– гораздо более всесильным, чем когда-то Плеве и Витте. И одного его слова было бы достаточно, чтобы «потерянный документ» 17 октября отыскать, расшифровать и осуществить, т[о] е[сть] дать России полную конституцию, т[о] е[сть] спасти ее. Но этого он не сделал. Почему?

В первые же лихорадочные дни Пой Государственной Думы, когда в стенах Потемкинского дворца бился пульс страны, когда Аладьины и Аничкины>234, не говоря уже о Петрункевичах и Милюковых, заслонили собой серенькое министерство Горемыкина, и все, что способно было в России любить, влюбилось в «избранников народа», жужжавшая, как улей, публика преддумского зала, тогда еще с иголочки блестевшего, заглядывалась на одну из красных скамеек, где скромно сидел молодой красивый брюнет, беседуя с кадетским депутатом. И впервые зашелестело в публике имя «Столыпин». Пригожесть и молодость нового министра внутренних дел, и то обстоятельство, что он так просто смешался с публикой и так мило беседовал с депутатом, в кредит, расположило к нему.

В тот день было одно из сенсационных думских заседаний, когда выступил с разоблачениями погромной деятельности департамента полиции известный князь Урусов, давший кличку Трепову – «вахмистр по воспитанию и погромщик по убеждениям»>235.

Урусов был сам членом правительства, обвинения его были обоснованы, выкрутиться из такого положения было нелегко. Горемыкин струсил и выслал на трибуну Столыпина.

Перед дрожавшей от бешенства залой, перед «Думой народного гнева» появился элегантный молодой человек и без конфуза, но и без задора, со знающей себе цену скромностью, голосом и дикцией заправского оратора, заговорил.

──────────────────────────────

Задание: Пожалуйста, перепишите отрывок о Столыпине от слов «В тот день было» до слов «на трибуну Столыпина.» включительно, заменив «вахмистр» на «унтер-офицер». Записи ниже с отрывком о Столыпине никак не связаны.

Исходные данные:
──────────────────────────────

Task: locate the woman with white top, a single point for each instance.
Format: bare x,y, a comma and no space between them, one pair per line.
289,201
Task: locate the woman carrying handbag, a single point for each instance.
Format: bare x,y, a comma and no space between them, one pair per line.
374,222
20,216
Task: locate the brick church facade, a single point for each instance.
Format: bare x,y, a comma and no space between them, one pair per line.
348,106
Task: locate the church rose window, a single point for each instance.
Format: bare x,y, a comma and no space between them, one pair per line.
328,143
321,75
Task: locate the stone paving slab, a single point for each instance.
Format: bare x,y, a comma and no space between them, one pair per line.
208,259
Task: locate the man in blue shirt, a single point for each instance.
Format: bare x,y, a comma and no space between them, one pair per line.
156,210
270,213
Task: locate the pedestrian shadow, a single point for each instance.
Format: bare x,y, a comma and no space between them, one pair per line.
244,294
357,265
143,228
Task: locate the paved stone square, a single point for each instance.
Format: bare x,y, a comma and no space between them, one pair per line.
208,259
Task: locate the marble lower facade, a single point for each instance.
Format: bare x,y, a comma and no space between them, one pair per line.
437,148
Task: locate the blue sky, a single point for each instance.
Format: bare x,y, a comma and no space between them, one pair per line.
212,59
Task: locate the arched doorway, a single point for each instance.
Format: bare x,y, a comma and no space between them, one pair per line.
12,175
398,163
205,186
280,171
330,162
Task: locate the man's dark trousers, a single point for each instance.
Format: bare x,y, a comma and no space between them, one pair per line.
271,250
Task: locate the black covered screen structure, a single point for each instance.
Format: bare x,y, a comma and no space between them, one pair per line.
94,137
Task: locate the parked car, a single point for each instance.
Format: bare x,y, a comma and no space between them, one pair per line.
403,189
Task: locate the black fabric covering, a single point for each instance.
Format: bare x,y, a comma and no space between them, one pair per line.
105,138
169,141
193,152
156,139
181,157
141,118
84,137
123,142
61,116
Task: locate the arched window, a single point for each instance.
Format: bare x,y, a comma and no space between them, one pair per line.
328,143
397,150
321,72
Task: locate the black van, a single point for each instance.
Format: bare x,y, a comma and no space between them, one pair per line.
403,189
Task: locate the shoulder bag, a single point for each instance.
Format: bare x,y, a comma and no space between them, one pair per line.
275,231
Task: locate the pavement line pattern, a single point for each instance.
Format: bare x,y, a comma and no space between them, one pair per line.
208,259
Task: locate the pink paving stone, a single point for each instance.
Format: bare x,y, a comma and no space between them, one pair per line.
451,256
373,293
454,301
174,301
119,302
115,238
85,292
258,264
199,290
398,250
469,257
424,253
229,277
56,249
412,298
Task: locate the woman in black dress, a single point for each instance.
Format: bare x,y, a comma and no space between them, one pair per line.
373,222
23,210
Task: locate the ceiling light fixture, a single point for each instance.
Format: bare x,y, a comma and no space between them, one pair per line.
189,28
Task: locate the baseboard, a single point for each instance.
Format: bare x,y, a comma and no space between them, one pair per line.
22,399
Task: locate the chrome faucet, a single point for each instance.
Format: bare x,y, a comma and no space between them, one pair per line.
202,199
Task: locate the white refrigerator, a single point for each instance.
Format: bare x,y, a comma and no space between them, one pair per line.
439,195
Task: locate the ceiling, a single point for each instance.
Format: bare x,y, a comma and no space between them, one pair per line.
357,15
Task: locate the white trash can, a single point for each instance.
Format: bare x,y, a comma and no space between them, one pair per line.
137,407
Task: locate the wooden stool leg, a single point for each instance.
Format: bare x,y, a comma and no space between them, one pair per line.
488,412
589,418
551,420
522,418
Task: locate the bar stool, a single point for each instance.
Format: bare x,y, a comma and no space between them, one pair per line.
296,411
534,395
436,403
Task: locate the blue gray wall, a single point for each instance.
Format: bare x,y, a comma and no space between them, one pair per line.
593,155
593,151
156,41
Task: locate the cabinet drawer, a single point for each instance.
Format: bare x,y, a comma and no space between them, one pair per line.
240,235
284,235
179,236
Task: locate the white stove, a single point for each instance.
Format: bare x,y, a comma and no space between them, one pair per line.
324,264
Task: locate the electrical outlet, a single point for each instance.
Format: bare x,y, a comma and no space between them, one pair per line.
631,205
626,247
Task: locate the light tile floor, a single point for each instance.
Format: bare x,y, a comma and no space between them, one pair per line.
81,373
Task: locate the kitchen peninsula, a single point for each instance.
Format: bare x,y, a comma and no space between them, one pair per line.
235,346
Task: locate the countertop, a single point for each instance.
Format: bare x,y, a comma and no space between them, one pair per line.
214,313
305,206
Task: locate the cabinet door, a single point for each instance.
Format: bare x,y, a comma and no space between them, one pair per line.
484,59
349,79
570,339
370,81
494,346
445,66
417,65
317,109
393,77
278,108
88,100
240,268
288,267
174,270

──────────────────────────────

Ответ на задание:
В тот день было одно из сенсационных думских заседаний, когда выступил с разоблачениями погромной деятельности департамента полиции известный князь Урусов, давший кличку Трепову – «унтер-офицер по воспитанию и погромщик по убеждениям»>235.

Урусов был сам членом правительства, обвинения его были обоснованы, выкрутиться из такого положения было нелегко. Горемыкин струсил и выслал на трибуну Столыпина.